— Task a —
Can you copy out the stored rows from their first line through the line containing "box: [197, 107, 217, 141]", including both ends and leaving out the pictures?

Find a place where you can fully engage your senses - step outside your room if you’d like. Spend some time listening closely to the movement of sounds in your environment.

Create a visual representation of the soundscape around you. Use colors, shapes, and patterns to express the sounds - avoid using any words.

Exercise 2

The second step involves reconnecting with auditory experiences through language. By using familiar words and descriptive phrases, you may gain a deeper understanding of the soundscape while framing it within the context of your own linguistic and cultural background. This phase helps to bridge the gap between abstract auditory sensations and the structured world of verbal expression.

Language as a reflection of your soundscape: Use several words to describe a sound from your environment (e.g., gurgling, splashing, bubbling, ...).

Exercise 3

In the final phase, we move beyond conventional boundaries, venturing into uncharted territory by creating entirely new words to describe the sounds we perceive. You are encouraged to place these unique terms freely and creatively on the page, breaking away from the constraints of traditional grammar or format. This stage fosters a playful and imaginative relationship with sound, allowing for a more personal and expressive connection to the auditory environment.

Find onomatopoeic words for sounds like raindrops, streams, waterfalls, rivers, or ocean waves, for example: clasticy-shash, geeshian, retzensplats, gurglewoo, plittertonk, blibliboop, hwoosh, piddlip, splish, spankle-spickle, pli-pli...

Invent one unique onomatopoeic word for each sound you hear.

Project development

During the Winning Natural Habitats course, we developed a deeper awareness of our natural environment by small field trips and regular exchange as well as creating a biotope at the Campus. Initially, I envisioned a project that would incorporate various technologies to transform photographs and self-written texts - inspired by our course - into an interactive installation.

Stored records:
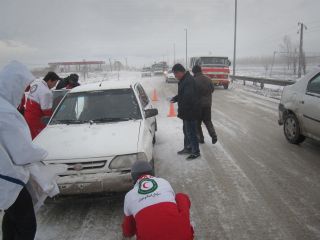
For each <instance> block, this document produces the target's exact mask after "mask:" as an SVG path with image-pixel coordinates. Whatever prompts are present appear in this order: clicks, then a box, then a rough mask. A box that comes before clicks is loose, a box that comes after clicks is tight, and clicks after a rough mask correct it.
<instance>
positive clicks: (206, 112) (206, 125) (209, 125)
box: [197, 107, 217, 141]
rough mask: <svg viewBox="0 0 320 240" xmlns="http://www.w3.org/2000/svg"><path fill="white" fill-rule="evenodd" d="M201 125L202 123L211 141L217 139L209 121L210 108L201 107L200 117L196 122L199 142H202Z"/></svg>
mask: <svg viewBox="0 0 320 240" xmlns="http://www.w3.org/2000/svg"><path fill="white" fill-rule="evenodd" d="M202 123H204V124H205V125H206V127H207V130H208V133H209V135H210V137H211V138H212V139H217V134H216V130H215V129H214V126H213V124H212V121H211V107H202V108H201V116H200V120H199V121H198V126H197V130H198V138H199V140H200V141H203V140H204V136H203V132H202V127H201V125H202Z"/></svg>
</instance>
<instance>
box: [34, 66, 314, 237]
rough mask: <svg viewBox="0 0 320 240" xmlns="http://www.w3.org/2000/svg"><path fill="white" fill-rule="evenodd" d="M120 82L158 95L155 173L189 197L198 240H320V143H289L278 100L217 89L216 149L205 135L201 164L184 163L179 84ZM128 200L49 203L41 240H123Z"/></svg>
mask: <svg viewBox="0 0 320 240" xmlns="http://www.w3.org/2000/svg"><path fill="white" fill-rule="evenodd" d="M110 79H118V75H117V73H112V74H106V73H99V74H92V75H91V76H90V74H89V78H86V82H93V81H102V80H106V81H107V80H110ZM119 79H120V81H121V80H129V79H130V80H136V81H140V82H141V83H142V85H143V86H144V87H145V89H146V91H147V92H148V93H149V94H150V95H151V93H152V91H153V90H154V89H156V90H157V92H158V95H159V101H158V102H155V103H154V105H155V107H157V108H158V109H159V116H158V132H157V143H156V145H155V160H156V162H155V164H156V172H157V175H159V176H161V177H164V178H166V179H167V180H169V181H170V182H171V184H172V186H173V188H174V189H175V191H176V192H185V193H187V194H189V195H190V198H191V202H192V207H191V217H192V223H193V225H194V228H195V234H196V239H210V240H211V239H281V240H282V239H283V240H292V239H299V240H300V239H320V215H319V213H320V205H319V203H320V192H319V191H318V190H319V188H320V175H319V172H320V161H319V156H320V143H318V142H314V141H311V140H307V141H306V142H305V143H303V144H302V145H301V146H294V145H291V144H289V143H287V142H286V140H285V138H284V136H283V133H282V128H281V127H279V126H278V124H277V107H278V100H277V99H275V98H276V97H275V98H273V97H272V98H270V95H271V94H270V95H267V96H264V95H263V94H259V93H258V94H257V92H256V91H258V89H256V88H255V87H251V86H250V87H248V86H246V87H243V86H242V85H241V84H237V83H236V84H233V85H232V86H231V88H230V89H229V90H224V89H223V88H217V89H216V91H215V93H214V97H213V110H212V116H213V122H214V125H215V127H216V131H217V133H218V139H219V140H218V143H217V144H215V145H212V144H211V143H210V139H209V136H208V134H207V133H205V140H206V143H205V144H203V145H201V154H202V156H201V158H200V159H197V160H194V161H186V160H185V157H184V156H178V155H177V154H176V152H177V151H178V150H180V149H181V148H182V142H183V135H182V123H181V120H179V119H178V118H168V117H167V114H168V111H169V99H170V98H171V97H172V96H174V95H175V94H176V92H177V85H176V84H167V83H165V81H164V79H163V78H162V77H152V78H143V79H141V78H140V73H137V72H120V78H119ZM204 132H206V131H204ZM123 198H124V195H123V194H117V195H112V194H109V195H101V196H74V197H68V198H58V199H56V200H50V201H48V202H47V203H46V205H45V206H44V207H43V208H42V209H41V210H40V212H39V213H38V215H37V218H38V233H37V239H38V240H47V239H48V240H67V239H68V240H73V239H74V240H92V239H96V240H100V239H101V240H102V239H104V240H109V239H110V240H114V239H121V220H122V214H123V213H122V211H123V210H122V207H123ZM155 217H156V216H155Z"/></svg>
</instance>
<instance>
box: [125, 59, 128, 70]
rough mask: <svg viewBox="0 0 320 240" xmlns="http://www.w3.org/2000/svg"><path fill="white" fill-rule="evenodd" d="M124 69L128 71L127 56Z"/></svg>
mask: <svg viewBox="0 0 320 240" xmlns="http://www.w3.org/2000/svg"><path fill="white" fill-rule="evenodd" d="M125 59H126V71H128V58H127V57H126V58H125Z"/></svg>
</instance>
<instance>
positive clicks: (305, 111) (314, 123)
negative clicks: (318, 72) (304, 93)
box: [301, 73, 320, 139]
mask: <svg viewBox="0 0 320 240" xmlns="http://www.w3.org/2000/svg"><path fill="white" fill-rule="evenodd" d="M301 112H302V114H303V126H304V129H305V130H306V131H307V135H310V136H311V137H315V138H318V139H320V73H319V74H318V75H316V76H315V77H314V78H312V79H311V80H310V81H309V83H308V85H307V89H306V92H305V95H304V99H303V101H302V104H301Z"/></svg>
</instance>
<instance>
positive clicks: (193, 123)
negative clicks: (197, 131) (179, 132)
mask: <svg viewBox="0 0 320 240" xmlns="http://www.w3.org/2000/svg"><path fill="white" fill-rule="evenodd" d="M183 134H184V149H191V152H192V153H194V154H197V153H200V149H199V141H198V138H197V121H187V120H183Z"/></svg>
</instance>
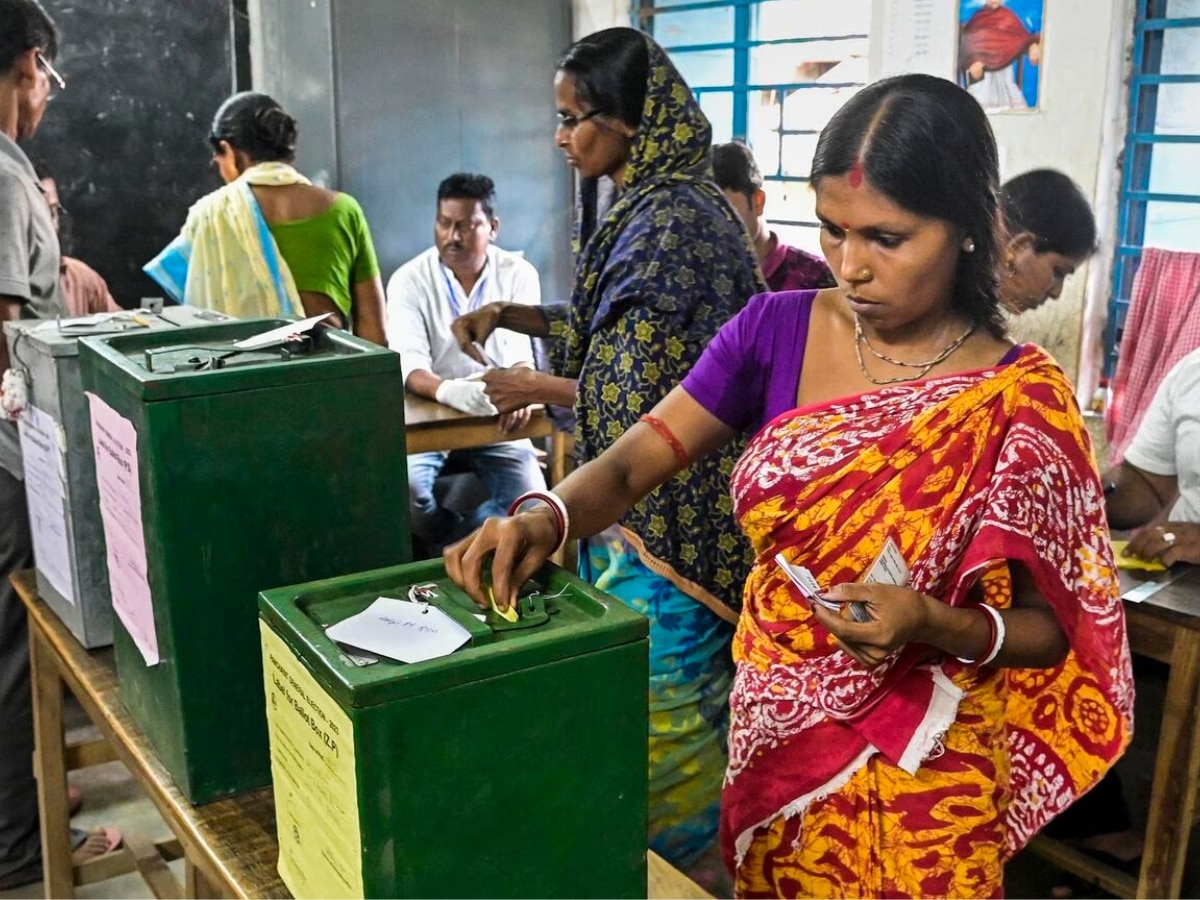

— Task b —
Can you carry the text on sound-listening exercises forward from the point where it stops?

— Response area a —
For each <instance> block, this document produces the target's exact mask after "mask:" as an SVG path with image-pixel coordinates. Whatever prompts are present appear in this order: clicks, then a box, then a rough mask. A box that comes before clicks is loose, a box that comes after clicks is tight, and clicks after a rough mask correct it.
<instance>
positive clicks: (206, 112) (206, 125) (209, 125)
box: [197, 107, 217, 141]

— Response area b —
Reading Gathering Moss by Robin Wall Kimmerer, a recommended text from the course, deepened my understanding of how language shapes our perception of nature. Kimmerer uses the world of mosses to illustrate that even the smallest microorganisms are active participants in our ecosystems, just like forests and entire biomes - all shaped by the same environmental factors. I found a certain, powerful poetry in the way small-scale phenomena can be translated into a broader context and vice versa.

With my work for our Winning Natural Habitats course, I particularly want to rediscover and explore the act of listening together. Listening enables us to attune to aspects of nature that reveal themselves through our most sensitive sense, yet often go unnoticed when we rely primarily on sight or movement, such as during a walk.

I have come to the conclusion that an analog approach - pen and paper - preserves the essence of this experience best, as it avoids distorting it through my own artistic interpretation or technological manipulation.

Future prospects and project development

Expanding this work by conducting the worksheets regularly and across multiple generations, rather than limiting participation to students, would be a valuable next step. The collected data, particularly the images, could later serve as a strong foundation for an interactive installation, requiring only further refinement.

This course has reinforced my belief that when working with environmentally and politically rooted topics, it is crucial to first gather data before incorporating technological enhancements. This approach ensures that installations remain meaningful rather than purely aesthetic without substance. I am grateful for this insight.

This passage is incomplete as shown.